__Exercise set__:
• 1. Rewrite the part of the account of the 1911 Louvre heist that begins with "After a search" and ends with "entry hall’s floor.", changing "guard" to "watchman".
• 2. Name every person mentioned by name in the passage on the 1911 Louvre heist below.
• 3. Proceed with the account of the Mona Lisa theft, picking up after its final sentence.
**** Document ****
A quick check in the restoration studio, followed by calls to the relevant administrators, soon had everyone believing that La Joconde was likely stolen. The director of the Louvre happened to be on vacation, and oddly enough, upon receiving a telegram alerting him to the crisis, he thought it was a practical joke. On several occasions, local journalists had pranked the institution, planting fake statues to see if anyone would notice, or spending the night in an Egyptian sarcophagus without being detected. Such high jinks made for titillating articles that were both entertaining and legitimate calls for better protection of France’s national treasures.
After a search of the premises by museum employees came up empty-handed, the police were called. The chief of police, Louis Lepine, soon arrived with a small legion of sixty officers. They immediately began going through the place with a fine-tooth comb. In short order, Mona Lisa’s ornate frame and protective glass were found in a narrow stairwell leading to the interior Cour du Sphinx.
After interviewing all staff members, the police pieced together the thief’s escape route. The museum was always locked during closing hours, but when the thief arrived early in the morning, wearing a white dress shirt, the guard on duty assumed he was there on official business and let him in. After removing the painting from its frame, the thief escaped through the same door while the guard was busy washing the entry hall’s floor.
[It’s worth noting that in the Louvre’s vast network of halls and galleries, the Salon Carré, which held the Mona Lisa, is adjacent to the Galerie Apollon, which housed the recently stolen crown jewels.]
Theories Behind the 1911 Louvre Heist
In the days that followed, theories abounded as to who might be behind the heist. There was talk of a mysterious American art collector who had ordered the operation so he could display the Mona Lisa in a secret room of his mansion. Another theory posited that a foreign swindler had hired a French counterfeiter to create multiple copies of the painting. He’d then planned the theft of the original in order to command higher prices for his fakes. Others felt certain that Germany, France’s long-proclaimed enemy, had carried out the robbery in order to humiliate the French police.
It didn’t take long for the news to reach the ears of the poet Apollinaire. By this time, Apollinaire must have known of Géry Pieret’s shadier dealings. Pieret had recently returned to France and had been staying with Apollinaire around the time of the Mona Lisa’s disappearance. Four years earlier, while Pieret was working for Apollinaire, the swindler had shown up one day with two Iberian statues and offered to sell them. Apollinaire wasn’t interested, but he correctly suspected that his friend Pablo Picasso would be. Thus, acting as an intermediary, Apollinaire unwittingly had helped Pieret offload what he now suspected were stolen statuettes.
**** Data provided ****
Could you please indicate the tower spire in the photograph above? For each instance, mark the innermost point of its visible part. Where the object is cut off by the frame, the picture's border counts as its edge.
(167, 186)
****
__Outputs__:
• 1.
After a search of the premises by museum employees came up empty-handed, the police were called. The chief of police, Louis Lepine, soon arrived with a small legion of sixty officers. They immediately began going through the place with a fine-tooth comb. In short order, Mona Lisa’s ornate frame and protective glass were found in a narrow stairwell leading to the interior Cour du Sphinx.
After interviewing all staff members, the police pieced together the thief’s escape route. The museum was always locked during closing hours, but when the thief arrived early in the morning, wearing a white dress shirt, the watchman on duty assumed he was there on official business and let him in. After removing the painting from its frame, the thief escaped through the same door while the watchman was busy washing the entry hall’s floor.

• 2. Louis Lepine, Apollinaire, Géry Pieret, Pablo Picasso

• 3.
He contacted Picasso and shared his concerns. If Pieret had stolen the Mona Lisa, Picasso’s statuettes might also be contraband, and the two of them could be implicated in a widening scandal. According to one account, Picasso considered throwing the sculptures into the Seine, thereby concealing his connection to Pieret. His admiration for the ancient works, however, prevented him from doing so. In the end, the two artists decided to pass the statuettes to a local newspaper, Le Petit Parisien, that could then return them to the Louvre.
As they say, the best laid plans often go awry, and the two men quickly found themselves behind bars. While they had nothing to do with the theft, they were worried. Both were foreigners. Apollinaire had emigrated from Poland, and Picasso, a self-proclaimed anarchist, had come from Spain. Vocal members of the extreme right were quick to condemn the two of them, going so far as to claim that the Catholic Apollinaire, whose work often explored Jewish themes, was the head of a Jewish crime mob.

The Aftershocks of Wrongful Arrest
Since the police lacked evidence that showed a connection between their only suspects and the missing Mona Lisa, the two friends were released in less than a week. Both, however, had been deeply affected. Still a suspect, Picasso worried that he’d be expatriated to Spain, putting an end to his artistic career. He’d been so scared in court that he’d broken down crying, denying that he even knew Apollinaire. For years, he carried profound shame for his conduct under questioning from the judge.
Apollinaire also felt humiliated. He wrote while in prison that he’d been forced to take off his clothes and was nude when he entered his cell. He’d been slandered, insulted, and imprisoned for nearly a week. The scandal also negatively impacted his relationship with Marie-Laurent Saint, his mistress and muse, who left him.
Over the next year, the police allegedly followed up on more than 2,000 leads, all of which led nowhere. The Louvre was mocked in the press, as were its measures to beef up security. Eventually, the uproar settled down. There were bigger stories and scandals to capture people’s attention, notably the sinking of the Titanic in the spring of 1912.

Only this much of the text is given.